==== Text under study

Friday, July 6, 2012

Keeping busy but feeling leisurely

Last week I wrote about wanting this summer to feel more like summers used to when I was in school. Rather than working daily and trying to fit in all the same things I try to fit in the rest of the year, I wanted somehow to have a real summer break – even while filing articles on deadline and maintaining the necessary workload that guarantees a paycheck.

Taking a moment to look back a week after making that resolution, I have to say it really seems to be working. At least in part. Not because I’ve been doing so much less in any particular area of my life but just because I’ve been thinking about work less and thinking about fun more. In the past week, we’ve taken part in our town’s Old Home Day celebration, attended the annual Crawfish Boil hosted by friends of ours, gone to a minor league baseball game, attended a niece’s graduation party, watched two of Tim’s baseball games, and spent 48 hours in Portland over the July 4th holiday. That’s way more fun than I fit into an ordinary work week, and I don’t feel one bit remiss in having done all of that.

I’ve also managed to keep up with work assignments, though in truth I have a little bit less work this summer than is typical.

And so far I’ve even kept the house up reasonably well and maintained a steady supply of groceries and homemade meals for my family.

So it actually doesn’t really feel like I’m kicking back or doing any less; it just feels like my attention has shifted. I’ve just made the fun parts more of a priority, while still fitting in work and domestic duties whenever time allows.

Tim Kreider’s well-circulated essay in last Sunday’s New York Times about what he calls “the ‘busy’ trap” was particularly timely, in my case, because it reminded me that being busy is often less about meeting obligations as about setting priorities. The past week has been busy because I didn’t want to cut back on work, housework, family obligations, or fun. I was busy because I was choosing to do all of that. But somehow it didn’t feel hectic, because I was doing what I wanted to do, both in terms of work and fun. It reminded me that when I fall into the trap that Kreider describes as being “crazy busy,” it’s usually because I’ve taken on obligations I don’t really want: community projects I feel a duty to help out with but am not adequately vested in the outcome of, or the rare work assignment that feels uninspiring and mismatched to my abilities.

So in reality, I might not find myself any less busy at all this summer from a time management perspective. Long uninterrupted days of lounging on the beach will probably not happen, at least not more than once or twice. But it’s all a matter of perspective. My time will probably continue to seem full, but I’ll keep sight of the fact that I’m doing just what I choose to do. And when that’s the case, I’m beginning to realize, being busy can seem like its own kind of leisure.

Friday, June 1, 2012

The busy bustle of June

It’s that tapering-off time of year.

And yet it’s also that grand-finale time of year.

In other words, I’m not sure whether it would be more accurate to say the school year ends with a whimper or a bang; a sigh or a crash of cymbals; a quiet smile or a standing ovation.

Holly’s pottery class ended yesterday, and she brought home a paper bag full of creations: ornately glazed ceramic plates, mugs, animals, plaques, boxes. Tim has his last baseball game later this week.

========
==== Provided material

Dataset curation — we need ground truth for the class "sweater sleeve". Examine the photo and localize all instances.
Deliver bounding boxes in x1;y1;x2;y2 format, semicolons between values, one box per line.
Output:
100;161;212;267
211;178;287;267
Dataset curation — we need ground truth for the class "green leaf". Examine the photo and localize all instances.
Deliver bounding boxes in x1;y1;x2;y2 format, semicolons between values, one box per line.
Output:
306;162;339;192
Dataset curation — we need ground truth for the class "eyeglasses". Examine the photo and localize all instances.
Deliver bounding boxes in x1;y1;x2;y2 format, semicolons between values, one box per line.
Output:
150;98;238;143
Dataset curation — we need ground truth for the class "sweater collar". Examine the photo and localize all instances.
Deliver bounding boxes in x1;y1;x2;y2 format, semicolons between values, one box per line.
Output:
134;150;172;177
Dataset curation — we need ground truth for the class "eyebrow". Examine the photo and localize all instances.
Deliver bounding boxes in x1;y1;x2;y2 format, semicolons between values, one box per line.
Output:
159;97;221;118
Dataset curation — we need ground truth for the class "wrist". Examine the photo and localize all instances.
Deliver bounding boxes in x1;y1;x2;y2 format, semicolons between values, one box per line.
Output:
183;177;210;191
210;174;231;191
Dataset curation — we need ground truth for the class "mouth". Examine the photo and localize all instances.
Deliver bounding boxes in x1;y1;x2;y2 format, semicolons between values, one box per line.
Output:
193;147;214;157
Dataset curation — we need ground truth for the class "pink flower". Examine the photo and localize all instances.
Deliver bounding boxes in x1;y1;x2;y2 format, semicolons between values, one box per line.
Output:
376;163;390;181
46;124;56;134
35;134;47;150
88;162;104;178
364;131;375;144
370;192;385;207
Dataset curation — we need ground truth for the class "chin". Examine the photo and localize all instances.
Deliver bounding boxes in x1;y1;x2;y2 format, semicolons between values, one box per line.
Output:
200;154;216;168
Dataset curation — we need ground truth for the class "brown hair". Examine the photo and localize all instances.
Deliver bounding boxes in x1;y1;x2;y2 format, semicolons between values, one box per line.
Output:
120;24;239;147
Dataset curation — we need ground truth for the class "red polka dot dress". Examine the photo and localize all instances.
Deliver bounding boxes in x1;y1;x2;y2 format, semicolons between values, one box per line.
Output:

========

Extend the blog text on staying busy through summer and June, picking up right after its last sentence. The lines after the text play no part in the task that comes next.

The more ceremonious end-of-year events are under way as well: classroom presentations, student concerts. And also under way are the forward-looking events: fifth grade informational night is in a couple of weeks, and although I admit it’s the first school informational event yet that I’ve considered not going to – is there really anything about administrative plans for next year’s fifth grade complicated enough for me to give up a weeknight in June? –a sense of obligation toward the school and all the information dispensation it plans year in and year out will no doubt prevail.

And even as the kids’ activities taper off, I still have a task list to get me through the next three weeks: a volunteer appreciation coffee to host, a faculty/staff luncheon to oversee, a seventh grade in-school party to plan.

So when I clicked from May to June on my electronic calendar yesterday, there was a brief temptation to hyperventilate just a little. So much still left to do before school vacation starts; and then following that will come the cheerful laziness that descends over the kids as soon as the last day of school is behind them and their time is wide open.

But then I thought of another mother at our school, one who will spend the next few weeks – or longer – accompanying her son, close in age to my son, to chemotherapy sessions. She’s not worrying about baseball banquets or volunteer appreciation coffees, or even what the kids will do once vacation begins. Right now, my slightly frazzling but merry reality is a dream to her.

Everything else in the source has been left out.